[EXERCISE]
Print the data in full, exactly as it reads.

[DATA TO USE]
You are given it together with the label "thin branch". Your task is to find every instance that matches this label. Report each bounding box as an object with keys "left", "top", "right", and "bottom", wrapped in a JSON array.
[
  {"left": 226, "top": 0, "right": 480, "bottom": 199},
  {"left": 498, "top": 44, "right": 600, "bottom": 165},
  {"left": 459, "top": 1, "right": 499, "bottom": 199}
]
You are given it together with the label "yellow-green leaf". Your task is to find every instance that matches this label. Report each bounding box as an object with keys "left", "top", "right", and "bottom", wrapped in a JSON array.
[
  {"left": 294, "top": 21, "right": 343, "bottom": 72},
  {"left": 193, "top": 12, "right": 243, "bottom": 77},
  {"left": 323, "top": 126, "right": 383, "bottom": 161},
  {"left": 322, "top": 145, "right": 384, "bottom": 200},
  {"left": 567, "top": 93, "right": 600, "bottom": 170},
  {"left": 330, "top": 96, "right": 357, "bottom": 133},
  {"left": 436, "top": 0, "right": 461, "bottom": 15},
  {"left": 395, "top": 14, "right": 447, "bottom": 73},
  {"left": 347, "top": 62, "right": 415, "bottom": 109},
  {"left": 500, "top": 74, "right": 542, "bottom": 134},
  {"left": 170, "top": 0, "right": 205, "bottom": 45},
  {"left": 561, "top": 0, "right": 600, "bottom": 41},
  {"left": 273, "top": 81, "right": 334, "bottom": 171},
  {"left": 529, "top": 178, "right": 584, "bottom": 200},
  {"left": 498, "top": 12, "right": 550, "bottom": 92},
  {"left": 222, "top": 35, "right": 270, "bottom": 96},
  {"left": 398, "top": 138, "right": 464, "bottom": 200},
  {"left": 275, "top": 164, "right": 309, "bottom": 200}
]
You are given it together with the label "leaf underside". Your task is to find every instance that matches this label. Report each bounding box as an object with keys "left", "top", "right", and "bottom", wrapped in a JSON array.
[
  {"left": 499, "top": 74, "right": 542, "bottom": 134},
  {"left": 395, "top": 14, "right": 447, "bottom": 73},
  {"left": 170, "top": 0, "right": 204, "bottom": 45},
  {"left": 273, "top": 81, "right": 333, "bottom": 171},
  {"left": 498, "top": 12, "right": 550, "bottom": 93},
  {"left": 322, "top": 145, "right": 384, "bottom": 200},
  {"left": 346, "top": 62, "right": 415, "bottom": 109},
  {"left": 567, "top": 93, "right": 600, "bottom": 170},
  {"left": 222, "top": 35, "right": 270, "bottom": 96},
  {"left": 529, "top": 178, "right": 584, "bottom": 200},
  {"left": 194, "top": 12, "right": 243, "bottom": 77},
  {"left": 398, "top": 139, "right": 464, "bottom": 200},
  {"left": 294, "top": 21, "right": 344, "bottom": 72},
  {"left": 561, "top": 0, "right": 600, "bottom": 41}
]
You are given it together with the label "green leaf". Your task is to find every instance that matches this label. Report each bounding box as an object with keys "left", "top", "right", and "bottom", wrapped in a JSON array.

[SOLUTION FOR THIS PROBLEM]
You are given it together with the label "thin branch". Your task is to find every instance that matches this label. Report each bounding box as an object with keys "left", "top", "right", and "bottom", wrapped in a JSON array.
[
  {"left": 226, "top": 0, "right": 480, "bottom": 199},
  {"left": 498, "top": 44, "right": 600, "bottom": 165},
  {"left": 459, "top": 1, "right": 499, "bottom": 199}
]
You are given it together with the label "yellow-green leaf". Your task is to find every instance that matches this label. Report each bounding box as an object with keys "left", "top", "right", and "bottom", wrapped in a JSON array.
[
  {"left": 294, "top": 21, "right": 343, "bottom": 72},
  {"left": 193, "top": 12, "right": 243, "bottom": 77},
  {"left": 323, "top": 126, "right": 383, "bottom": 161},
  {"left": 322, "top": 145, "right": 384, "bottom": 200},
  {"left": 567, "top": 93, "right": 600, "bottom": 170},
  {"left": 330, "top": 96, "right": 357, "bottom": 133},
  {"left": 436, "top": 0, "right": 461, "bottom": 15},
  {"left": 395, "top": 14, "right": 447, "bottom": 73},
  {"left": 347, "top": 62, "right": 415, "bottom": 109},
  {"left": 500, "top": 74, "right": 542, "bottom": 134},
  {"left": 170, "top": 0, "right": 205, "bottom": 45},
  {"left": 561, "top": 0, "right": 600, "bottom": 41},
  {"left": 273, "top": 81, "right": 334, "bottom": 171},
  {"left": 529, "top": 178, "right": 584, "bottom": 200},
  {"left": 498, "top": 12, "right": 550, "bottom": 92},
  {"left": 222, "top": 35, "right": 270, "bottom": 96},
  {"left": 398, "top": 138, "right": 464, "bottom": 200},
  {"left": 275, "top": 164, "right": 309, "bottom": 200}
]
You are given it together with the label "leaf underside". Your task is to find every instance that matches this label. Report each bounding box as an object with keys "left", "top", "right", and "bottom", wrapped in a JSON array.
[
  {"left": 499, "top": 74, "right": 542, "bottom": 134},
  {"left": 395, "top": 14, "right": 447, "bottom": 73},
  {"left": 170, "top": 0, "right": 204, "bottom": 45},
  {"left": 273, "top": 81, "right": 333, "bottom": 171},
  {"left": 498, "top": 12, "right": 550, "bottom": 93},
  {"left": 322, "top": 145, "right": 384, "bottom": 200},
  {"left": 346, "top": 62, "right": 415, "bottom": 109},
  {"left": 567, "top": 93, "right": 600, "bottom": 170},
  {"left": 222, "top": 35, "right": 270, "bottom": 96},
  {"left": 529, "top": 178, "right": 584, "bottom": 200},
  {"left": 194, "top": 12, "right": 243, "bottom": 77},
  {"left": 398, "top": 139, "right": 464, "bottom": 200},
  {"left": 294, "top": 21, "right": 344, "bottom": 72},
  {"left": 561, "top": 0, "right": 600, "bottom": 41}
]
You are given it together with the label "green leaf". Your task is to find every instance that matches this label. Report each bounding box as an object with keys "left", "top", "right", and "bottom", wrapped in a JSON array.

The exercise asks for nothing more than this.